Thursday, February 9, 2012

Walt Whitman Reflection

The Cavalry Crossing a Ford by Walt Whitman shows the military approach to war and that was different from the view of the war and his feelings towards violence. Walt Whitman was a medic during the Civil War and was extremely patriotic towards his country and believed in the American system of government unlike the writers of both Thoreau and Emerson. " Scarlet and blue and snowy white, The guidon flags flutter gayly in the wind" (Whitman 7). This line in his poem describes the American flag and the love that Whitman has for his country. The great description of the colors of his nation's flag are bright and pure just like the nation. He was a fighter and hoped that the country could be successful as a whole where as Emerson and Thoreau were were more into the personal rights of the individual and against war. "Thoreau, hopeless of any good coming of the United States Government, thoroughly sympathized with a man who had courage to break its bonds in the cause of natural right" (Emerson). Both of these men were against slavery and they wanted to attack it in different way like Emerson and Thoreau wanted to go fight slavery by individual rights and through a way without violence and war. Where as Walt Whitman was wanting to fight against slavery as a whole and with the nation behind him carrying the flag. He went out and joined the fight as a whole and wanted the change to happen for a nation and not just in little individual spots. "They present new aspects of things, or at least old familiar objects in new dresses, the various subjects of thought and inquiry in new relations, break up old associations, and excite to greater and fresher mental activity"(Brownson). Emerson gives people new options to the rules that they have been taught. Whitman was for the government and having the government be in control where as Emerson and Thoreau were against the government and having their own ideas and creating their own laws.
Emerson, Edward. "Henry Thoreau as Remembered by a Young Friend." 1917. Quoted as "Henry Thoreau as Remembered by a Young Friend" in Bloom, Harold, ed. Henry David Thoreau, Classic Critical Views. New York: Chelsea House Publishing, 2008. Bloom's Literary Reference Online. Facts On File, Inc.

Brownson, Orestes Augustus. "Emerson's Essays." Boston Quarterly Review, July 1841: 292. Quoted as "Emerson's Essays" in Bloom, Harold, ed. Ralph Waldo Emerson, Classic Critical Views. New York: Chelsea House Publishing, 2007. Bloom's Literary Reference Online. Facts On File, Inc.

Whitman, Walt. "Cavalry Crossing a Ford" Comp. Jeffrey D. Wilhelm, Ph.D. and Douglas Fisher, Ph.D. Glencoe Literature. American Literature ed. Columbus: McGraw-Hill Companies, 2009.341. Print.

_Work to be completed_
Transcribe, word for word, the part of the Walt Whitman reflection that starts at the words "Brownson, Orestes Augustus." and ends after "Companies, 2009.341. Print.".

Pointing data for referring expressions
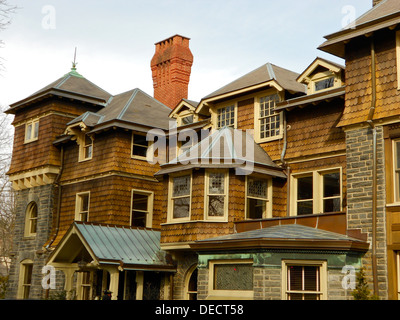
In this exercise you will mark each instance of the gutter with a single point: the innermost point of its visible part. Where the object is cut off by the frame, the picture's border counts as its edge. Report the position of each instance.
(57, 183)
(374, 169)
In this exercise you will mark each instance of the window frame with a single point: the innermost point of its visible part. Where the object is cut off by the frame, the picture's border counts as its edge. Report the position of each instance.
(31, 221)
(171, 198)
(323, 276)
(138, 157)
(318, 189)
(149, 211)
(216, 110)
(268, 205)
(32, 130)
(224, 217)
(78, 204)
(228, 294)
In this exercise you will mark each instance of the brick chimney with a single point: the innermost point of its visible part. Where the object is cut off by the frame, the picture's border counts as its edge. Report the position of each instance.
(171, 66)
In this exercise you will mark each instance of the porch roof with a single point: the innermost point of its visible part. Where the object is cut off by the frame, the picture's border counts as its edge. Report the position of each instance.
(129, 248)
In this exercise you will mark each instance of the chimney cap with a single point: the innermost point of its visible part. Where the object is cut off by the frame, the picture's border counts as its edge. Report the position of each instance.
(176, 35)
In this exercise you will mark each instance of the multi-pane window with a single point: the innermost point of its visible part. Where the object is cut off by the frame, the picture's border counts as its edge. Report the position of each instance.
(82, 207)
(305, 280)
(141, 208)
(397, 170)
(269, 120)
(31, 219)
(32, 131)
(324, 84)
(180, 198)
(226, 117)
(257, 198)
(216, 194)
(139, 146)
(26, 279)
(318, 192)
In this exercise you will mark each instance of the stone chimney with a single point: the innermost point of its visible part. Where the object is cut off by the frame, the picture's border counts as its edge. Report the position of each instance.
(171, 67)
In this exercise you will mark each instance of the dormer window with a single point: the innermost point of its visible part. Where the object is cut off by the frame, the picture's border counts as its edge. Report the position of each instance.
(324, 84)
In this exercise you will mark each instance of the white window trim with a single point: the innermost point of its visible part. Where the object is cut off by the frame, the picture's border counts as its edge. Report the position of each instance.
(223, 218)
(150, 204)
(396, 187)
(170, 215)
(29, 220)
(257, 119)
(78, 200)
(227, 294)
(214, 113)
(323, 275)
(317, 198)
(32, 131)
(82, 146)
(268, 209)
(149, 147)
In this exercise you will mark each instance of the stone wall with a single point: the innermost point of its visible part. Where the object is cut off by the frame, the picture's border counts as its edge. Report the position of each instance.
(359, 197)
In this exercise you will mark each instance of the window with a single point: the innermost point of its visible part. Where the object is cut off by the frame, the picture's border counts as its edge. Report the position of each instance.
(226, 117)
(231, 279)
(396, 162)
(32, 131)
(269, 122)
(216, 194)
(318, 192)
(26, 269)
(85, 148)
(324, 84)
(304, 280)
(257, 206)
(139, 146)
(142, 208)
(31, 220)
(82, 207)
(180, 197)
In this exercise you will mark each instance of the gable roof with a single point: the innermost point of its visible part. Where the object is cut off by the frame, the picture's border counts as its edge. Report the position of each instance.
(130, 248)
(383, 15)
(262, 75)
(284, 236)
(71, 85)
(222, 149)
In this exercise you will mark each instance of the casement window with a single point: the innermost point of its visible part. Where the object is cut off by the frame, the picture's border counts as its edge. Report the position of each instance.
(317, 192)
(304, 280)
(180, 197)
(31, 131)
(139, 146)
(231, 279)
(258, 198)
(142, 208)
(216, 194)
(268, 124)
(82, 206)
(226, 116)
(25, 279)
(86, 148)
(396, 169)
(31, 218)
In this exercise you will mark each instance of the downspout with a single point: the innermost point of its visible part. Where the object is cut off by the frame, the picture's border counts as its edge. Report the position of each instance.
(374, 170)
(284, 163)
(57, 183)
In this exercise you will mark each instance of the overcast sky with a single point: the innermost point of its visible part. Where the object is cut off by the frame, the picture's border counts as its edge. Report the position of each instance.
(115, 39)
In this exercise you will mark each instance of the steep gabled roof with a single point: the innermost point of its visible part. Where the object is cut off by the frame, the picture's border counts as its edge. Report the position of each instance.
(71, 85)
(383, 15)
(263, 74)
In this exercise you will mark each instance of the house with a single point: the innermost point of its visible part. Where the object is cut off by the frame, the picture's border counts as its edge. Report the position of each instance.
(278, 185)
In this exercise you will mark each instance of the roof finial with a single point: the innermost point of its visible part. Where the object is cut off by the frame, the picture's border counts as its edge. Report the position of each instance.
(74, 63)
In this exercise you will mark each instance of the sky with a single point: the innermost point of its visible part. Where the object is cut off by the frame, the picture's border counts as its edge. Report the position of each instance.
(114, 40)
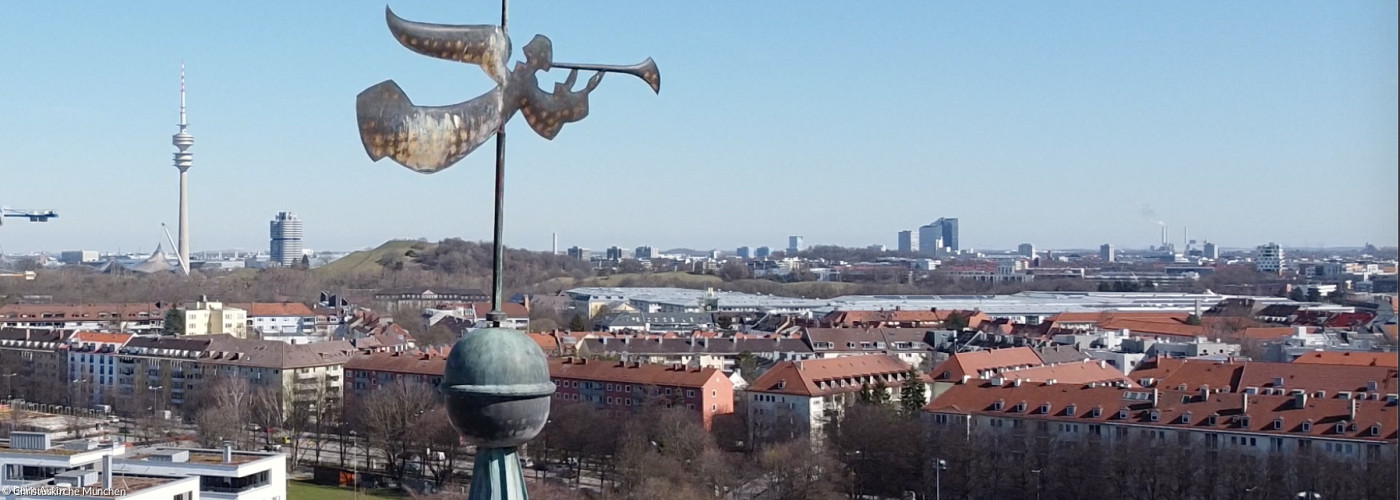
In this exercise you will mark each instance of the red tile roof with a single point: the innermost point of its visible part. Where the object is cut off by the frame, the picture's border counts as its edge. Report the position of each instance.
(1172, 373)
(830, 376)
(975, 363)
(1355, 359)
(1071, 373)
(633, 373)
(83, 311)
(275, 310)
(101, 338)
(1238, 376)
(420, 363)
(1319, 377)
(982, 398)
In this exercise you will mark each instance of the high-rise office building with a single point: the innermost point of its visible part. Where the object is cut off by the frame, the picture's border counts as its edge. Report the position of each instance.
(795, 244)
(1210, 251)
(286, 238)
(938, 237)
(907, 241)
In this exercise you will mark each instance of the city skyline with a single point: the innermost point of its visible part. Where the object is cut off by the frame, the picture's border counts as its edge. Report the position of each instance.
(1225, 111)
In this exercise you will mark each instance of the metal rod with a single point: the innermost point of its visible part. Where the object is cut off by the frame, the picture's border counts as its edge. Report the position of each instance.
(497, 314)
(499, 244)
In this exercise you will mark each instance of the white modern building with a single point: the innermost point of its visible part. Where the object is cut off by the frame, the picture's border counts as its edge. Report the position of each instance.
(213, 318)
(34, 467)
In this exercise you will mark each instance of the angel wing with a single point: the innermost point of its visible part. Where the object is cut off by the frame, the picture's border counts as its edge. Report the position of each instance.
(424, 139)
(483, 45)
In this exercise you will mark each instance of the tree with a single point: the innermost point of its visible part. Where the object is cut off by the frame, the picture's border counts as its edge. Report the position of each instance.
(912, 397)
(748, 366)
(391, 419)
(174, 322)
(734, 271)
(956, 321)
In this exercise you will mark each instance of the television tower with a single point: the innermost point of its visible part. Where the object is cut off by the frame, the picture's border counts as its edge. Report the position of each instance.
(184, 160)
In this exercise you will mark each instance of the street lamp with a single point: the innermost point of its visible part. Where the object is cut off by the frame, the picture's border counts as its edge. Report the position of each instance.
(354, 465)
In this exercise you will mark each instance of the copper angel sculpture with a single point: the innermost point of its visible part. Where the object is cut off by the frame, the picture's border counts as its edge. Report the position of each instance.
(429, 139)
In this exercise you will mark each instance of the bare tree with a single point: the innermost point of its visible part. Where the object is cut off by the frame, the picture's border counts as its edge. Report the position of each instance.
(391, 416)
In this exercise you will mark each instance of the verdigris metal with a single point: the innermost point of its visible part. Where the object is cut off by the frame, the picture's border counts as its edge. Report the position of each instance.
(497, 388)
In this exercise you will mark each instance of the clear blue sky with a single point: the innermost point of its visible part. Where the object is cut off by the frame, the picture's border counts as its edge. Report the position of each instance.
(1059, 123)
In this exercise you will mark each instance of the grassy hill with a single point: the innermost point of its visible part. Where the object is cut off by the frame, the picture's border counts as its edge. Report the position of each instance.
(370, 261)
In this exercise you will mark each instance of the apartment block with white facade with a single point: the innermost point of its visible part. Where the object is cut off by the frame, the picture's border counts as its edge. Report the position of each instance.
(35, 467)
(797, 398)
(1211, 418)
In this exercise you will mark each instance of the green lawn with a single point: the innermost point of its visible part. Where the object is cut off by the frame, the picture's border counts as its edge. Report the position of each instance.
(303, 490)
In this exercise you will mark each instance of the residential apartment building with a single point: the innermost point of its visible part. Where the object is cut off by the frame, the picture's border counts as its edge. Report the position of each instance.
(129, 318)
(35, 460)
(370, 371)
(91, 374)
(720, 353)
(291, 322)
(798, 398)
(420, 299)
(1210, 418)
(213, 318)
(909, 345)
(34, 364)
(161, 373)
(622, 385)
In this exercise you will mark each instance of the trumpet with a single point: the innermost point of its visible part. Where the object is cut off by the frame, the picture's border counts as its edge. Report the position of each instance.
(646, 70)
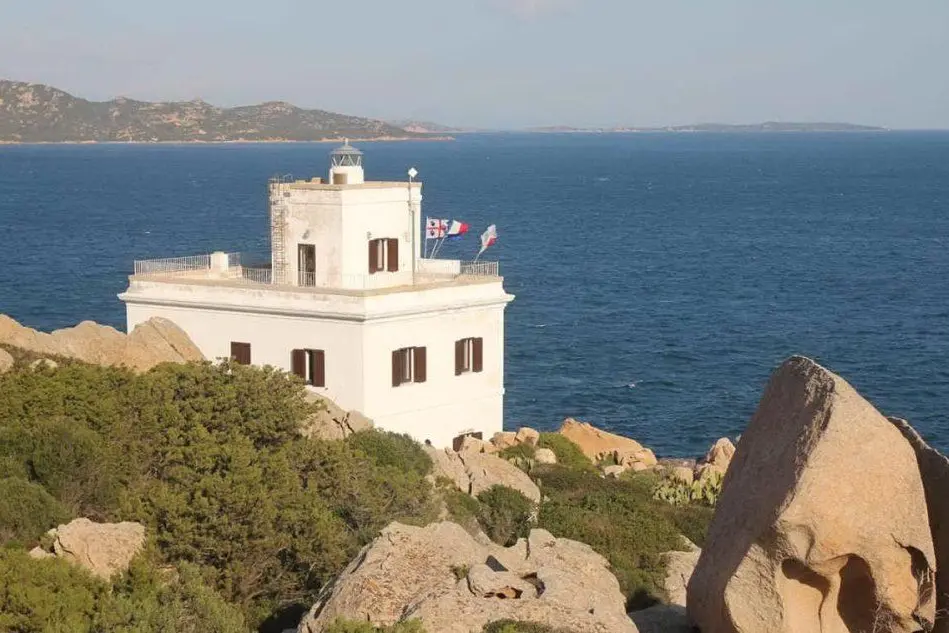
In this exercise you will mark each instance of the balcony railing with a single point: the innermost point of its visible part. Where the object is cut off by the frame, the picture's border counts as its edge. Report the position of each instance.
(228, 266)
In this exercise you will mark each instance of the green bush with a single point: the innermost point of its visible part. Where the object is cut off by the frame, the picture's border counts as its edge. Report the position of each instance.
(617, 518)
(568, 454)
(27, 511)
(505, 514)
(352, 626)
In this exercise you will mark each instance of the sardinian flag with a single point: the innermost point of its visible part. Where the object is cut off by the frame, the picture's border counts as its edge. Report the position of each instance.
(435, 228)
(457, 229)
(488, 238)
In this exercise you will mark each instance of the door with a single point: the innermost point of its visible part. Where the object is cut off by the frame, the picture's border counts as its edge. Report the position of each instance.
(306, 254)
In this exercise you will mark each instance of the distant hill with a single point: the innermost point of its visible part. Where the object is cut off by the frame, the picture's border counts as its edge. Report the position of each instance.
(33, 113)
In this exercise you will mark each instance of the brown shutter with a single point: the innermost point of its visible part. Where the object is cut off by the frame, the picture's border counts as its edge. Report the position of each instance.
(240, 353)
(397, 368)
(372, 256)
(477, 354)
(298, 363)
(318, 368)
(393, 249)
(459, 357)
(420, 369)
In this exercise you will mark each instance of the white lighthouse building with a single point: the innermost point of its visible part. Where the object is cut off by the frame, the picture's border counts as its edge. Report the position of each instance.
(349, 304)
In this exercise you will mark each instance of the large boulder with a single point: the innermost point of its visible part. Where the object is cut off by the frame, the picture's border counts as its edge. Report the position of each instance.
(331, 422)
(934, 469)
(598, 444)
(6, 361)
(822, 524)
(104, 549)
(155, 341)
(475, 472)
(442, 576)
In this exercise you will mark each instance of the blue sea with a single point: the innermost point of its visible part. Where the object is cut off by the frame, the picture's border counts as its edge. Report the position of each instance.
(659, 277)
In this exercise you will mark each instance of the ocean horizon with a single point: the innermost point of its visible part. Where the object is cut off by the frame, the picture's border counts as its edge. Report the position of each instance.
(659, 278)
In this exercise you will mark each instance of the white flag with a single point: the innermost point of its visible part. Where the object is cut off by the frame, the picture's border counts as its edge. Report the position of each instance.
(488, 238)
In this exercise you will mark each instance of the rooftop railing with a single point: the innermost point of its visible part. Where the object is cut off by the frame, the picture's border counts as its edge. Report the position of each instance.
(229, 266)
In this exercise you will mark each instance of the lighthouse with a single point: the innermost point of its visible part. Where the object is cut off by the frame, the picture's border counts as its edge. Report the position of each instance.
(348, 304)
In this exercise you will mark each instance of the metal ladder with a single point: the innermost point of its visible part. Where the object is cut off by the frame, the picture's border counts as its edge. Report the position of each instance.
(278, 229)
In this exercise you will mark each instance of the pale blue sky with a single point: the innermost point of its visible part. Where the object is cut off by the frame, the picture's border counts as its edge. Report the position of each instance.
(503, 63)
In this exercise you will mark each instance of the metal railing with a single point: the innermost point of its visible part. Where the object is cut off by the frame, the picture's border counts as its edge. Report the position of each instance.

_Output_
Brownson, Orestes Augustus. "Emerson's Essays." Boston Quarterly Review, July 1841: 292. Quoted as "Emerson's Essays" in Bloom, Harold, ed. Ralph Waldo Emerson, Classic Critical Views. New York: Chelsea House Publishing, 2007. Bloom's Literary Reference Online. Facts On File, Inc.

Whitman, Walt. "Cavalry Crossing a Ford" Comp. Jeffrey D. Wilhelm, Ph.D. and Douglas Fisher, Ph.D. Glencoe Literature. American Literature ed. Columbus: McGraw-Hill Companies, 2009.341. Print.